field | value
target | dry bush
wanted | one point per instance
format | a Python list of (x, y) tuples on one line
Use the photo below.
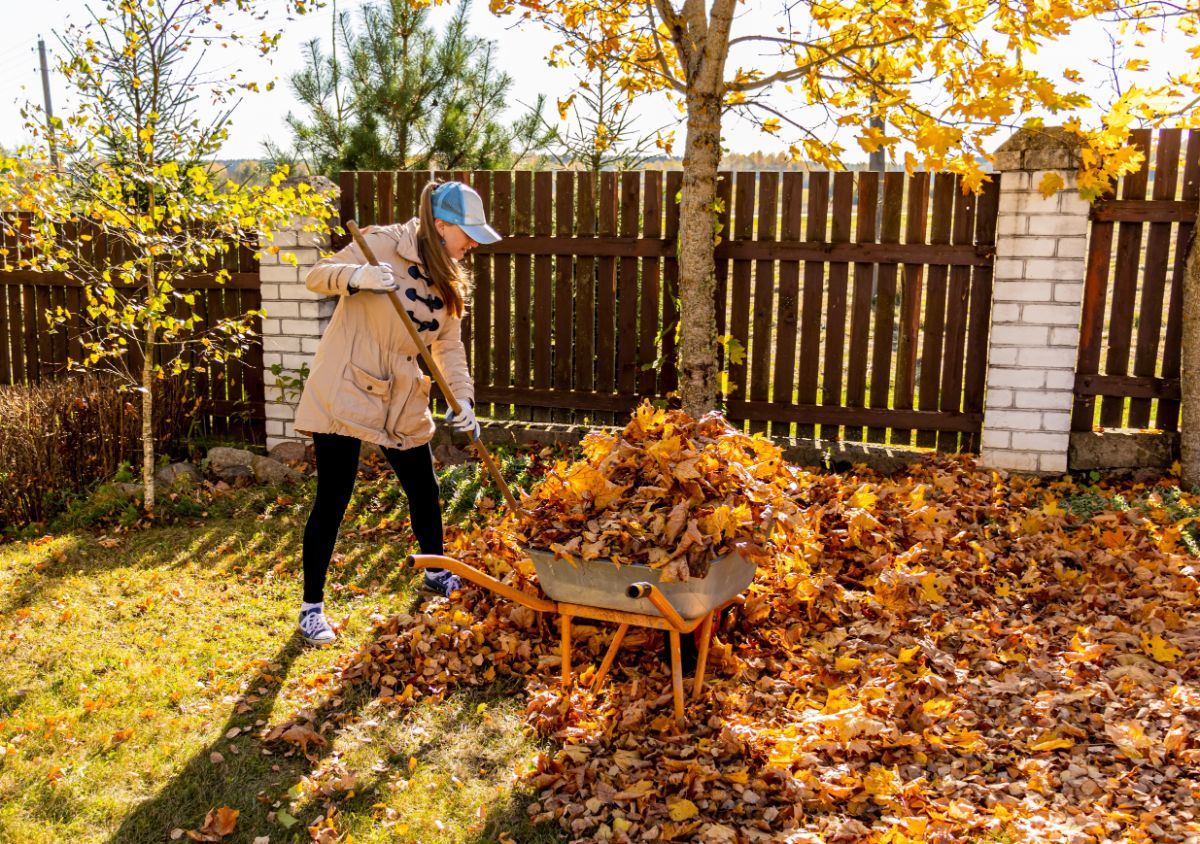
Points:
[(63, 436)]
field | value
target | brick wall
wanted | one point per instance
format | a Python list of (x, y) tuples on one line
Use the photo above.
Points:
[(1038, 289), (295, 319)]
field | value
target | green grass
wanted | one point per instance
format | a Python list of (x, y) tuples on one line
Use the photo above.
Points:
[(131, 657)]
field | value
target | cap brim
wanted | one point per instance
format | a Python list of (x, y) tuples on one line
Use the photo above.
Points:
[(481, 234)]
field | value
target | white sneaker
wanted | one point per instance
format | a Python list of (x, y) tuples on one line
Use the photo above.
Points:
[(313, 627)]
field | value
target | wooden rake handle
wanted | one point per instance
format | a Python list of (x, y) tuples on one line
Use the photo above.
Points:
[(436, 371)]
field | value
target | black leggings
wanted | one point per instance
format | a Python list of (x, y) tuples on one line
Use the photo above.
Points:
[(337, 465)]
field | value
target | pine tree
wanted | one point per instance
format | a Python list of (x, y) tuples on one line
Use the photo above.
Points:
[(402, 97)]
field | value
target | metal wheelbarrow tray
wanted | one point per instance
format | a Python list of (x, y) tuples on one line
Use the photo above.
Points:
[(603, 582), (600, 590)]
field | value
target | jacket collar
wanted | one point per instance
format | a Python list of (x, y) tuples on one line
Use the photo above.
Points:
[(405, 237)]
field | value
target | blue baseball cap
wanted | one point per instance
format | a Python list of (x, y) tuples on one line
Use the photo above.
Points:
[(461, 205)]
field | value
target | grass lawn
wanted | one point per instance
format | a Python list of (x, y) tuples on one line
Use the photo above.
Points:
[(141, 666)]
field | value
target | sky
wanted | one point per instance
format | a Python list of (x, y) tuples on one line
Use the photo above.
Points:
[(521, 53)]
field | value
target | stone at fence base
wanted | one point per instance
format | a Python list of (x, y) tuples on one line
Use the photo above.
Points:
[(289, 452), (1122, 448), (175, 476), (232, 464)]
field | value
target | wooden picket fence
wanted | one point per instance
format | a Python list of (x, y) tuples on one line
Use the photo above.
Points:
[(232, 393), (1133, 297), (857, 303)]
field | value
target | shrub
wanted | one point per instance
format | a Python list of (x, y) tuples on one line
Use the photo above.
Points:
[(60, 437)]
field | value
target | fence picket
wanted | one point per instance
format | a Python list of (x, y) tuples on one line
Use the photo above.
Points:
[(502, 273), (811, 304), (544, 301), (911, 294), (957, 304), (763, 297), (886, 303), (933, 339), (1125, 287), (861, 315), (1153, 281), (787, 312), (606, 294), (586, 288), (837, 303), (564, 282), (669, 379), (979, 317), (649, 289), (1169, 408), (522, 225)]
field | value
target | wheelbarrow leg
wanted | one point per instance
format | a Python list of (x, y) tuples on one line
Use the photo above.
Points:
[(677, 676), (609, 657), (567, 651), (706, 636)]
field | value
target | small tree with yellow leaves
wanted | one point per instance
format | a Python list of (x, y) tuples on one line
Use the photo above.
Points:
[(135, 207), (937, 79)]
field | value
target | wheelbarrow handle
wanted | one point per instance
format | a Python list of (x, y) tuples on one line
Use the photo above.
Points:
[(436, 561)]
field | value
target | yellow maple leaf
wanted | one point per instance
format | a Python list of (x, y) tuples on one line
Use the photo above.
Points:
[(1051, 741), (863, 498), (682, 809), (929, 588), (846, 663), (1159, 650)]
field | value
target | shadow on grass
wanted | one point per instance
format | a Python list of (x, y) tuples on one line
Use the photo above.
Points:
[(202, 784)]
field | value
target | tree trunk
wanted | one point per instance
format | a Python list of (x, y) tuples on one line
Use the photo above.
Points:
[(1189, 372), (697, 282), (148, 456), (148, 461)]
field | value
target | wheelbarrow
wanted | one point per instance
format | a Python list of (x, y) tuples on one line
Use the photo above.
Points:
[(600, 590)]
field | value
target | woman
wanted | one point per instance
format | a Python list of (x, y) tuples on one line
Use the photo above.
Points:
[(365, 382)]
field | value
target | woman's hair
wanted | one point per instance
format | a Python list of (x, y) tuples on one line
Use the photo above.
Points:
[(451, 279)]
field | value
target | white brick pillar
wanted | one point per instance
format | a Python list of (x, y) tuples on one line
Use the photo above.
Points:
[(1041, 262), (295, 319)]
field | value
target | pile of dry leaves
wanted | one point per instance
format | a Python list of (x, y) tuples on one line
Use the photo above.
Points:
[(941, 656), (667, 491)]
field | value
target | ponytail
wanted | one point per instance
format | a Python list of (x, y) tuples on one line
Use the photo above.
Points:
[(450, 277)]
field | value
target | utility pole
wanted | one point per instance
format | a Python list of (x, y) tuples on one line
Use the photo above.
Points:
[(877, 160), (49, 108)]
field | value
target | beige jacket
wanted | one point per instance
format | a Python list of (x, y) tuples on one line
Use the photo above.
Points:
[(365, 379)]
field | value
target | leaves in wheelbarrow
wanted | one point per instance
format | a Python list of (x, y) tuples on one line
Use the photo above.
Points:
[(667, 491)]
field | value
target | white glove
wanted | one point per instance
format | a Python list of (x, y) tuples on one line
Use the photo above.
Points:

★ ★ ★ ★ ★ ★ ★

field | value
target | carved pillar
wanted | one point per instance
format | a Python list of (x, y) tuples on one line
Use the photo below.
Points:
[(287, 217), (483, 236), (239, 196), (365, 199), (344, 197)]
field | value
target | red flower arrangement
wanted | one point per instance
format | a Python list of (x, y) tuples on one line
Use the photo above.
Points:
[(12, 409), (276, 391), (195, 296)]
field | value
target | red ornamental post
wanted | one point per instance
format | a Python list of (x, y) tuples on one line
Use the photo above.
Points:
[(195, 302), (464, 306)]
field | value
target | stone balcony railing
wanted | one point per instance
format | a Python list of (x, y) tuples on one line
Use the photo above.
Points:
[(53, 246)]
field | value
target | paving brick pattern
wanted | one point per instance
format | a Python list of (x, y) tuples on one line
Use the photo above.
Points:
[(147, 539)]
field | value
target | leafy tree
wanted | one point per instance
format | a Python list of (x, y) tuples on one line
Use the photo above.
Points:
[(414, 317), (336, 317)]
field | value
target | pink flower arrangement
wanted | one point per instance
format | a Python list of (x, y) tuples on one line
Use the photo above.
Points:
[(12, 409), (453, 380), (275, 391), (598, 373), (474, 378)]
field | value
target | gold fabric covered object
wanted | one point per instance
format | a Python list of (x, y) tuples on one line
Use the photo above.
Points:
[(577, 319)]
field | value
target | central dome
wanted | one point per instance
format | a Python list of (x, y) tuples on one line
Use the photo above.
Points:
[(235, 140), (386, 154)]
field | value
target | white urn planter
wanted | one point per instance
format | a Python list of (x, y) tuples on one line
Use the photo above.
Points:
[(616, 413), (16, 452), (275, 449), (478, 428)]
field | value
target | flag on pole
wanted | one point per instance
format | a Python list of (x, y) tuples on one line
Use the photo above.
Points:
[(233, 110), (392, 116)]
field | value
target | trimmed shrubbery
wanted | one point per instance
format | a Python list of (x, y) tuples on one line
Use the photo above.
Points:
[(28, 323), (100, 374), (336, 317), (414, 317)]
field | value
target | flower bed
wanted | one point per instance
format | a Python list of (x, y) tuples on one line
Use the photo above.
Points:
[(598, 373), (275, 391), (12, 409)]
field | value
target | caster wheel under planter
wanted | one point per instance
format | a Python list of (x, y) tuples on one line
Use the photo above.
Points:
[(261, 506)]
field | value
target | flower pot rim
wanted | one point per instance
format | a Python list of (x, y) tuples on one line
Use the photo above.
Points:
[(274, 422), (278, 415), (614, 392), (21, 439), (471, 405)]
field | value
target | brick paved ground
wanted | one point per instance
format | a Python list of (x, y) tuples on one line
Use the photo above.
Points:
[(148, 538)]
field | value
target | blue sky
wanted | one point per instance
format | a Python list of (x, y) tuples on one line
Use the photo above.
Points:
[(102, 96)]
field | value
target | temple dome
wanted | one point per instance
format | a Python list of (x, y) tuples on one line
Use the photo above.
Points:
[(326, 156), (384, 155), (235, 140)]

★ ★ ★ ★ ★ ★ ★

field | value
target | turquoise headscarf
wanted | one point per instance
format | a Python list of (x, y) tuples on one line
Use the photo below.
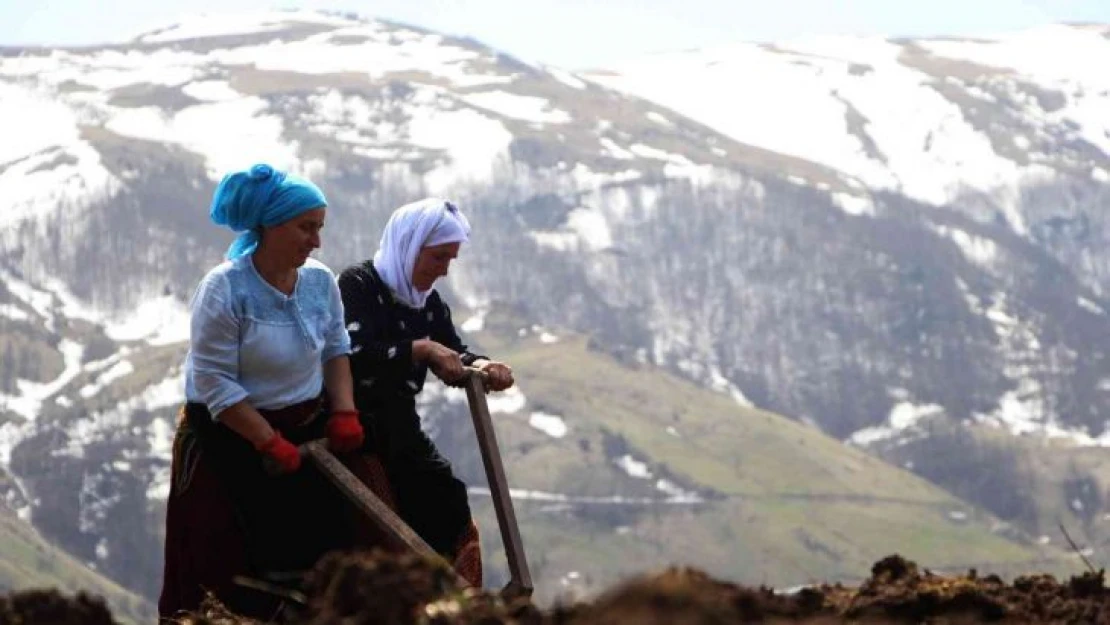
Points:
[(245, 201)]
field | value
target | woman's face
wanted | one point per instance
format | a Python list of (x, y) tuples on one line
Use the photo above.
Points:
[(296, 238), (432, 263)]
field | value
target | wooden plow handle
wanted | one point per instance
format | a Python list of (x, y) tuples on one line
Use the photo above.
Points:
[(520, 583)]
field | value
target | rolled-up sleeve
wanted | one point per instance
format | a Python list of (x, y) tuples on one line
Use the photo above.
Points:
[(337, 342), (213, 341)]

★ ★ ★ ★ ★ ★ ★

Task statement. The lines to copy are those above that contain "stone".

Reply to the exercise.
target | stone at fence base
target | stone balcony railing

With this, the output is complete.